Daftar tugas:
A) Salin tanpa perubahan bagian teks tentang ondel-ondel pengamen dari "Hal senada diucapkan" sampai "sanggarnya, Jumat (14/12).".
B) Sambung teks tentang ondel-ondel pengamen, dimulai setelah kalimat terakhir yang tercantum.

Dikatakan Martin lagi, menurutnya penyebab ondel-ondel jomblo ada beberapa faktor, antara lain biaya sewa yang mahal dan ingin mendapatkan keuntungan yang lebih. 

"Kalo dari segi pengamen mereka lebih dapat banyak karena enggak terlalu banyak anggota, dan hasil baginya sedikit orang," kata dia.

Martin menegaskan, dirinya mengecam keras segala tindakan berbau ondel-ondel yang digunakan untuk mengamen.

Ane berjuang keras untuk tetap menjadikan ondel-ondel sebagai Ikon Jakarta. Bukan dikenal khalayak umum sebagai alat ngamen di Jakarta,” katanya lagi.

Sebetulnya, Martin sempat melayangkan surat ke Dinas Pariwisata dan Kebudayaan (Disparbud) untuk menindak dan membina aset budaya Betawi ini. Namun, menurutnya surat yang sudah dikirimkan sejak tahun 2017 itu tak kunjung mendapat respons hingga saat ini. 

Tidak ada kelanjutan dari hal itu, dirinya pun pasrah terhadap keberadaan yang semakin tidak karuan. Padahal, disebutkan dia, Betawi memiliki tiga unsur, yakni “salat, silat, dan solawat”. Namun, banyak pengamen ondel-ondel tidak mencerminkan unsur tersebut.

Hal senada diucapkan oleh salah satu Budayawan Betawi yang merupakan pimpinan Sanggar Si Pitung, Bachtiar. Dia mengingatkan, merujuk pada asal-usul ondel-ondel, jika warisan budaya tersebut ingin ditampilkan, harus tampil secara berpasangan.

“Tetapi sekarang kan aneh karena dipisah. Perpisahan ondel-ondel ini karena kebutuhan ekonomi tadi dengan cara pembagian hasil dari ngamen,” tutur Bachtiar kepada Validnews saat ditemui d sanggarnya, Jumat (14/12).

Dia menyebutkan, kebanyakan pengamen berdalih ingin melestarikan budaya Betawi dengan ondel-ondel.

“Dimana dia mengembangkan dan melestarikan ondel-ondel tampil seadanya, kalau ondel-ondel jalan sendiri, mendorong gerobaknya sendiri dan beberapa hal lainnya,” ucap Batchiar.

Ada beberapa hal yang begitu mengganggu Bachtiar. Pertama, sebagai seni yang adiluhung, ondel-ondel tidak seharusnya dijadikan alat untuk ngamen. Kedua, terjadi pergeseran budaya dalam arakan ondel-ondel ketika pemain musik telah digantikan oleh rekaman kaset. Artinya, kata Bachtiar, esensi seni ondel-ondel hilang.

Materi yang ditampilkan:
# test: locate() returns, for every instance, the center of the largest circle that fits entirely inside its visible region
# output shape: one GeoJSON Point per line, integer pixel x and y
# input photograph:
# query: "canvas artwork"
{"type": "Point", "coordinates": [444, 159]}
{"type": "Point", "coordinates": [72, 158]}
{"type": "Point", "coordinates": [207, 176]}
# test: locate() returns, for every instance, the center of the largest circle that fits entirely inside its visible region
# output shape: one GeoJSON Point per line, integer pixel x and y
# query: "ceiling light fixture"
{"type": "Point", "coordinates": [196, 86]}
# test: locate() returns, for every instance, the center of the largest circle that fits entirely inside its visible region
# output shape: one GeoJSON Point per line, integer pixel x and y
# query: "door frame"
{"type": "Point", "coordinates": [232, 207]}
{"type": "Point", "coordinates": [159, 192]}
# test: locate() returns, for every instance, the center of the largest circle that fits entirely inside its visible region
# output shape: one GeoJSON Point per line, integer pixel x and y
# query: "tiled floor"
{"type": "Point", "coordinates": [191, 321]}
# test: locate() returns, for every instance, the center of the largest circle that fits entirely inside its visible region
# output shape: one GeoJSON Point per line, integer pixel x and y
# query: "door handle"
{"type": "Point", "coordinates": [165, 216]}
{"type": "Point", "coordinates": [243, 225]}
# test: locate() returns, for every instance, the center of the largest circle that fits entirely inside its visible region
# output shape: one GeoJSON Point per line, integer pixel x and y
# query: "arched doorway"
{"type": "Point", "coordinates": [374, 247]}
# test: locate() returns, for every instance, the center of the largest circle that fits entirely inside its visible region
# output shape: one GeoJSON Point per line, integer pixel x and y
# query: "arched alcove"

Hasil per tugas:
A)
Hal senada diucapkan oleh salah satu Budayawan Betawi yang merupakan pimpinan Sanggar Si Pitung, Bachtiar. Dia mengingatkan, merujuk pada asal-usul ondel-ondel, jika warisan budaya tersebut ingin ditampilkan, harus tampil secara berpasangan.

“Tetapi sekarang kan aneh karena dipisah. Perpisahan ondel-ondel ini karena kebutuhan ekonomi tadi dengan cara pembagian hasil dari ngamen,” tutur Bachtiar kepada Validnews saat ditemui d sanggarnya, Jumat (14/12).

B)
“Sebagai seniman saya cukup prihatin karena Indonesia yang ibu kotanya Jakarta dan penduduk intinya Betawi. Selain itu, kita juga tuan rumah di sini kenapa harus menjadi pengamen ondel-ondel di rumah sendiri,” ucap dia.

Dia juga menyebutkan, banyak pengamen ondel-ondel yang ternyata bukan penduduk asli Betawi. Terlebih dia pernah menemukan adanya pengamen Betawi yang dari sikap dan perawakannya tak menunjukkan identitas budaya Betawi itu sendiri.

Bachtiar pernah menemukan pengamen ondel-ondel yang terlihat urakan, berpakaian seenaknya dan ondel-ondel yang digunakan terlihat tidak terawat.

Dia juga mengingatkan bahwa penggunaan ondel-ondel tidak hanya sekadar dimainkan saja. Dulunya ondel-ondel memiliki ritual khusus yang harus dilakukan.

“Maka dari itu untuk orang yang masuk ondel-ondel tidak bisa sembarang orang yang memainkan itu,” jelasnya.

Peran Pemerintah
Bachtiar mengharapkan pemprov untuk merespons pengamen ondel-ondel supaya tidak berkeliaran.

Karena rencananya melalui Perda DKI Jakarta Nomor 4 Tahun 2015 dan Pergub Nomor 11 tahun 2017 tentang ikon Budaya Betawi, ondel-ondel harus mendapatkan tempat terhormat di tanahnya sendiri. Dengan begitu ondel-ondel tak perlu lagi digunakan untuk mengamen, melainkan ditempatkan di mal, hotel atau tempat rekreasi di Jakarta.

Ketua Majelis Tinggi Badan Musyawarah (Bamus) Betawi, Eddi Marzuki Nalapraya mengharapkan sikap pemerintah agar lebih tegas menindak ondel-ondel kelliling.

“Kita telah mengarahkan mereka. Salah satunya untuk menindak dan membina pengamen itu,” kata Eddi saat dihubungi, Selasa (18/12).

Selain itu, disampaikan Eddie, setelah melakukan penindakan jangan sampai para pengamen ondel-ondel itu ditelantarkan begitu saja.

“Setelah ditindak, mereka harus diberikan pelatihan skill misalnya, lalu buatkan lapangan pekerjaan. Itu lebih baik daripada minta-minta,” tegas Eddie.

Memang, menertibkan para pengamen atau seniman jalan ondel-ondel bukanlah hal yang mudah. Pasalnya, hampir tiap wilayah ibu kota memiliki sanggar ondel-ondel yang resmi dan tidak resmi.

Bedanya, pengamen yang tidak resmi menggunakan musik dari kaset. Sementara, seniman ondel-ondel yang terdaftar di pemprov memainkan ondel-Ondel dengan iringan musik secara live menggunakan alat musik.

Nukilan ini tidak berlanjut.